## Directive A
In the page on proportional magnitudes, which book and proposition of Euclid's Elements is quoted?
## Directive B
Write the rest of the proof in the page on proportional magnitudes, starting after its last sentence.

## Source extract
Magnitudes Proportional Separated are Proportional Compounded
Theorem
In the words of Euclid:
- If magnitudes be proportional separando, they will also be proportional componendo.
(The Elements: Book $\text{V}$: Proposition $18$)
That is:
- $a : b = c : d \implies \paren {a + b} : b = \paren {c + d} : d$
Proof
Let $AE, EB, CF, FD$ be magnitudes which are proportional separando, that is:
- $AE : EB = CF : FD$
We need to show that they are also proportional componendo, that is:
- $AB : BE = CD : FD$
Suppose $CD : DF \ne AB : BE$.
Then as $AB : BE$ so will $CD$ be to some magnitude less than $DF$ or greater.
Suppose that it be in that ratio to a less magnitude $DG$.

## Material provided

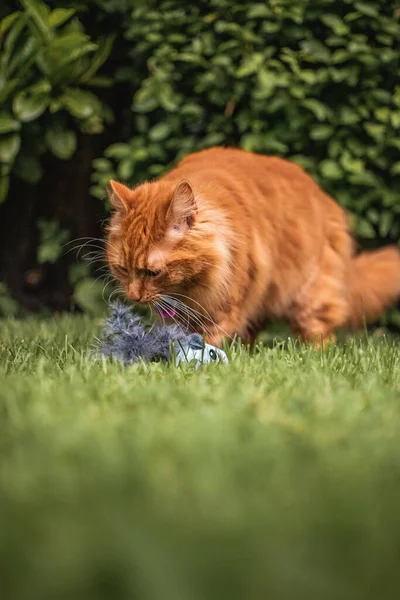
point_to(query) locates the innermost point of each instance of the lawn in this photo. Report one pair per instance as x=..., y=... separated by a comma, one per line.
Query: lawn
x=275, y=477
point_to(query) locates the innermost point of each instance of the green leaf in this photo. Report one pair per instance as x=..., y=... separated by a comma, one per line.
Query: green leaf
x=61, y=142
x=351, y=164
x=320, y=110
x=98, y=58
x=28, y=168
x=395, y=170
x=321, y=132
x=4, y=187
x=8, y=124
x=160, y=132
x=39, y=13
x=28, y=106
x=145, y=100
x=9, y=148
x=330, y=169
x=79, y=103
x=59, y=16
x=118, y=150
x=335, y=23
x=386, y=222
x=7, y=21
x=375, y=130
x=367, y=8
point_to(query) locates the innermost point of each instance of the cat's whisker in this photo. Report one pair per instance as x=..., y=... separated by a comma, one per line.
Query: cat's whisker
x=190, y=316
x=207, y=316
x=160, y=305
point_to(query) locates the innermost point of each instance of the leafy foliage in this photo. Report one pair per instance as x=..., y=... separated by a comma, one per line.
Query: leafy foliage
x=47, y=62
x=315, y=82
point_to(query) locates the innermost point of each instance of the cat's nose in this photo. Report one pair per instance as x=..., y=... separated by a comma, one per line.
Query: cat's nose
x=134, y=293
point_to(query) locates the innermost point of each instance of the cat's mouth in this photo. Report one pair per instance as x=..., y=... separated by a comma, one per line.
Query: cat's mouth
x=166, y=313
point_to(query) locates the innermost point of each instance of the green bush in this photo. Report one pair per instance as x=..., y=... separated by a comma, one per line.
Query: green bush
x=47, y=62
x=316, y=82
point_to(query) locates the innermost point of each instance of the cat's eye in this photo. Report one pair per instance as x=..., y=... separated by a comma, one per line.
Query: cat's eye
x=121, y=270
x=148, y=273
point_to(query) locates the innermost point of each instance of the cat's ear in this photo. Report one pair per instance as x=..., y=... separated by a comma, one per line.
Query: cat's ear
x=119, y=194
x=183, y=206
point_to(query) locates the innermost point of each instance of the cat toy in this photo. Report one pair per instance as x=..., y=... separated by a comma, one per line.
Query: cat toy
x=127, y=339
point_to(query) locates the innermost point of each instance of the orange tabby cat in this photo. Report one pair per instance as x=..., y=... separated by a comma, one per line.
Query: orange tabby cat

...

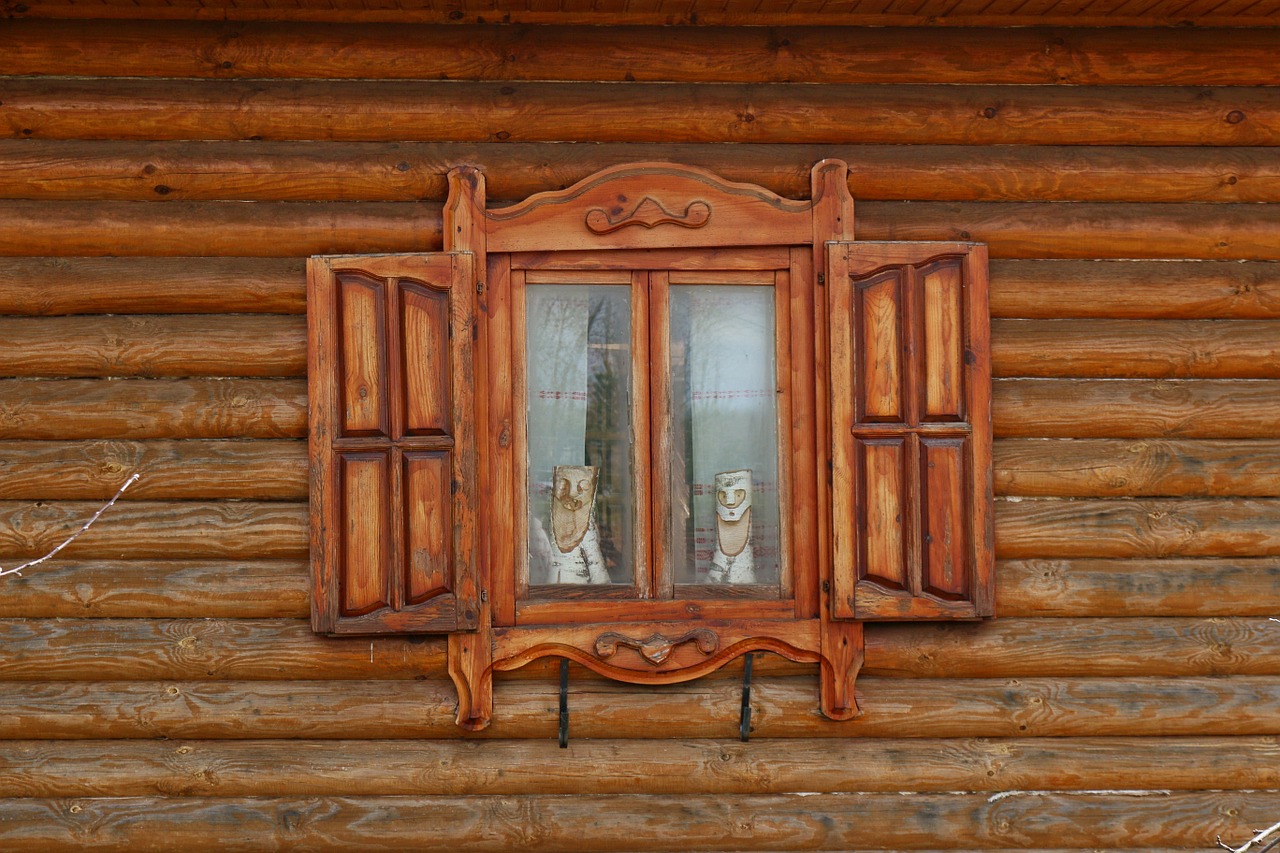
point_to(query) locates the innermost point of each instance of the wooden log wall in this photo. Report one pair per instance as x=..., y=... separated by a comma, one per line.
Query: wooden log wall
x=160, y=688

--

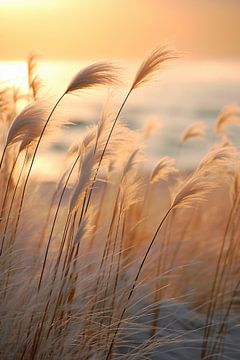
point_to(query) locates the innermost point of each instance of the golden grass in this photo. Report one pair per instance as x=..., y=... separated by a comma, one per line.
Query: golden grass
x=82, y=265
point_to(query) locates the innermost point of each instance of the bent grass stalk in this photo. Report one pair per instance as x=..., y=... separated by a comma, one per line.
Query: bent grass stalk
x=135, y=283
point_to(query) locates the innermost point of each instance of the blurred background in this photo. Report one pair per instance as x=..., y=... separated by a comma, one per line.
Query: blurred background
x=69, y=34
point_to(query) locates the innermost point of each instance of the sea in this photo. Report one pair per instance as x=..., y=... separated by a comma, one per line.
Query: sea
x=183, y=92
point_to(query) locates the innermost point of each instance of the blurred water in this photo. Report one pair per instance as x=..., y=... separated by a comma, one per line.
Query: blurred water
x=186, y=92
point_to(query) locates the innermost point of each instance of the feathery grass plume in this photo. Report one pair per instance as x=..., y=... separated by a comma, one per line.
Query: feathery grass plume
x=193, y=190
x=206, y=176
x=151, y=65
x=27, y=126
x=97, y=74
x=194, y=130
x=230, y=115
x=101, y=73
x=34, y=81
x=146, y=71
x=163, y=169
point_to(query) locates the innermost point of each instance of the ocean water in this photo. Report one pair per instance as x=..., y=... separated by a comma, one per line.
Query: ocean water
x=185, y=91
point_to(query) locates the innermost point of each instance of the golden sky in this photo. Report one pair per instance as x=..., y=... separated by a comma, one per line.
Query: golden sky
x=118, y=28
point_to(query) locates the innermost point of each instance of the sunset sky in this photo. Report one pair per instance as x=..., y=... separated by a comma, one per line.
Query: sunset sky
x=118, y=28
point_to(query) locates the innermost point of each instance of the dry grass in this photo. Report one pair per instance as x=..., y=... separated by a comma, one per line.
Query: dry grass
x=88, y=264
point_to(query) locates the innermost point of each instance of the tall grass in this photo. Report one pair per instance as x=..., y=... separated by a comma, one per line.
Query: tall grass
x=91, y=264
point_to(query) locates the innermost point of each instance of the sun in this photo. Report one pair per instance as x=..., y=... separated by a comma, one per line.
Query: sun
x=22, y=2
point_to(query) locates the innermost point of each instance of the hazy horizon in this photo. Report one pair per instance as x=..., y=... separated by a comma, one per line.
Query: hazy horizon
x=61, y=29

## Expected answer A
Book V, Proposition 18.

## Expected answer B
Then since $AB : BE = CD : DG$ it follows from Magnitudes Proportional Compounded are Proportional Separated that:
- $AE : EB = CG : GD$
But by hypothesis:
- $AE : EB = CF : FD$
So by Equality of Ratios is Transitive we have that:
- $CG : GD = CF : FD$
But $CG > CF$.
Therefore $GD > FD$ from Relative Sizes of Components of Ratios.
But it is also less, which is impossible.
Therefore as $AB$ is to $BE$, so is not $CD$ to a lesser magnitude than $FD$.
Similarly we can show that neither is it in that ratio to a greater.
Hence the result.
$\blacksquare$
Historical Note
This proof is Proposition $18$ of Book $\text{V}$ of Euclid's The Elements.
It is the converse of Proposition $17$ of Book $\text{V} $: Magnitudes Proportional Compounded are Proportional Separated.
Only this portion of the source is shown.